INSTRUCTIONS
A - Return, word for word, the part of the post about the readings that opens with the words containing "Ruth, a poet" and closes with "trip can be.".
B - Answer these questions from the post about the readings, one per line:
(i) Which country is Ruth from?
(ii) What are Bob Newhart's two most famous phone routines?
(iii) During her performance, Barbara went from doing what to doing what?
C - Please extend the post about the readings beyond its final sentence.

SELECTION
******

Ruth, a poet from Israel living in the U.S., wrote about place and had a very elegant and calm way of speaking and reading. I couldn't tell you anything substantive about the poems, it had just been too long of a day with too many things to adjust to, as any first day on a trip can be.
Barbara gave us a performance piece. It's a one woman show about her experience with a mentally disturbed sister who her mother clearly has always favored over her, no matter how well Barbara steps forward to help with her sister, and any time her parents need her. It's a great story, but the execution was so fragmented (she was trying out new writing and went from reading her pages to acting some out) I found it a little hard to follow. There was a lot of action on the phone, which I don't think is ever very engaging for an audience (unless you're Bob Newhart. Look him up if you're too young to know him. He's famous for his stand up about one way phone conversations. His most famous are the air traffic controller and the driving instructor. They are hilarious. Here's the air traffic controller on the Smothers Brothers Comedy Hour:
Granted, this was drama, not comedy, but if you're doing a phone convo, the dialogue/story has to be compelling and I'm afraid it wasn't.

******

SUPPLIED MATERIAL

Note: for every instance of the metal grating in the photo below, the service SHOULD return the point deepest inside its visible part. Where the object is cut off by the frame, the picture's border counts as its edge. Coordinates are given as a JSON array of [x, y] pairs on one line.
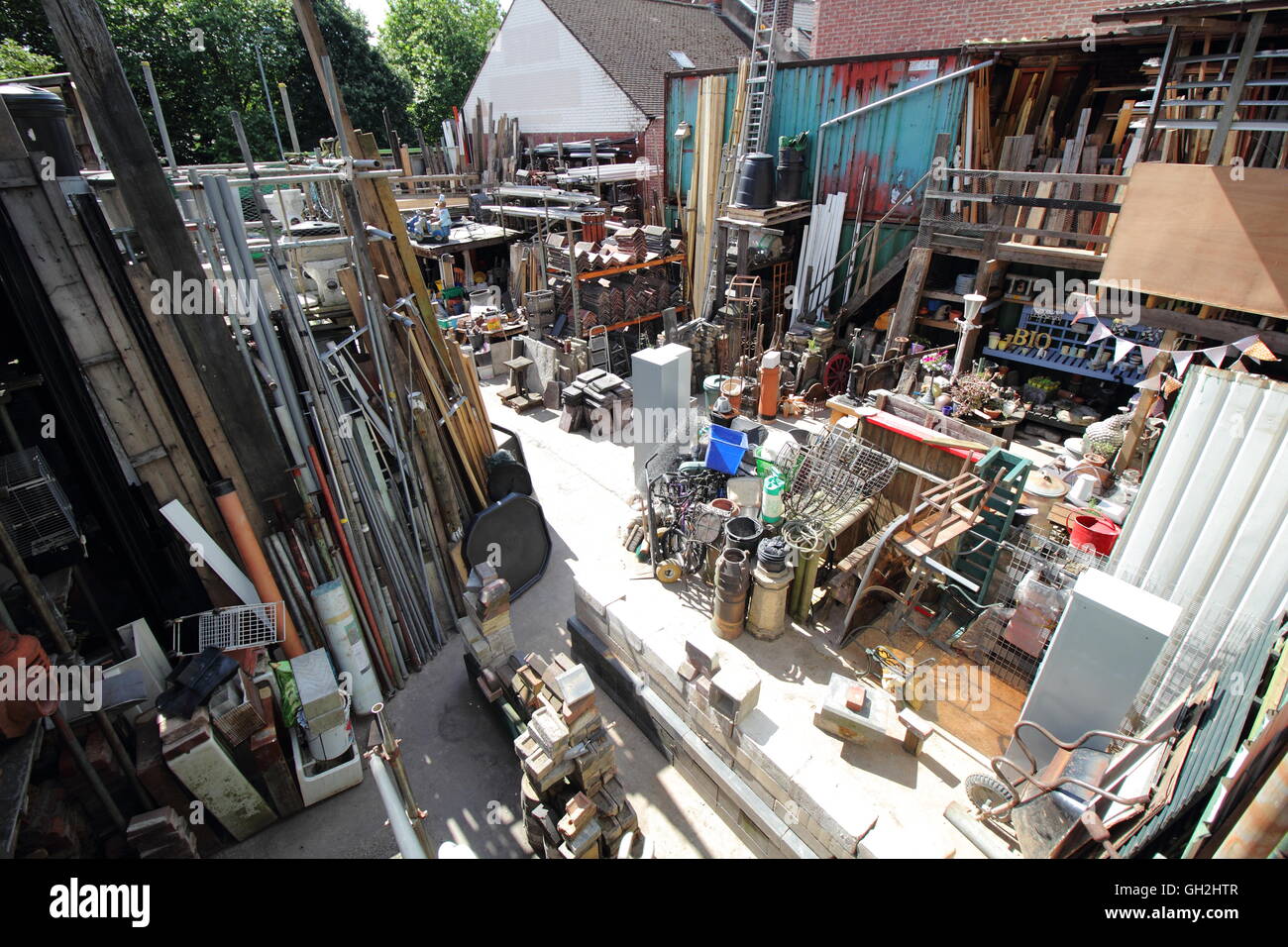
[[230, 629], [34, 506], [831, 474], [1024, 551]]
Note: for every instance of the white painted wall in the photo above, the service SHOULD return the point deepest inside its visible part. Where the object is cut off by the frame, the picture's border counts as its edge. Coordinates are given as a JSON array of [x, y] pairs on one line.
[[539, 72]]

******

EXPECTED RESPONSES
A -
Ruth, a poet from Israel living in the U.S., wrote about place and had a very elegant and calm way of speaking and reading. I couldn't tell you anything substantive about the poems, it had just been too long of a day with too many things to adjust to, as any first day on a trip can be.

B -
(i) Israel
(ii) The air traffic controller and the driving instructor
(iii) From reading her pages to acting some out

C -
Still, I respected her for getting up there and working it out in front of us! That takes courage.
Back to the studio for more work, then bed, where I killed the first of many stinkbugs. Sigh.
I made sure to step outside onto the balcony first, though, to reacquaint myself with all the stars I never see in Baltimore.
Tuesday I woke up really dizzy, fatigued, and nauseous. Don't you hate how, the minute you go on vacation you get sick? There's so much running around you have to do before you leave, anticipating every possible crisis that could happen in your absence, that you sort of collapse when you get somewhere and the body says, "Finally! A break! Now we can be sick."
Well, I wasn't having it. I got up and staggered to the bathroom to shower and dress, then went down to my studio. I turned on my computer, choked down a cup of tea. Eventually my head stopped spinning and my stomach settled.
I'd missed breakfast, which is at 7 a.m. Let me say that again: 7 a.m. Who eats that early? It's practically the middle of the night (you must know by now I don't rise early!), so by lunchtime, feeling better, I was hungry.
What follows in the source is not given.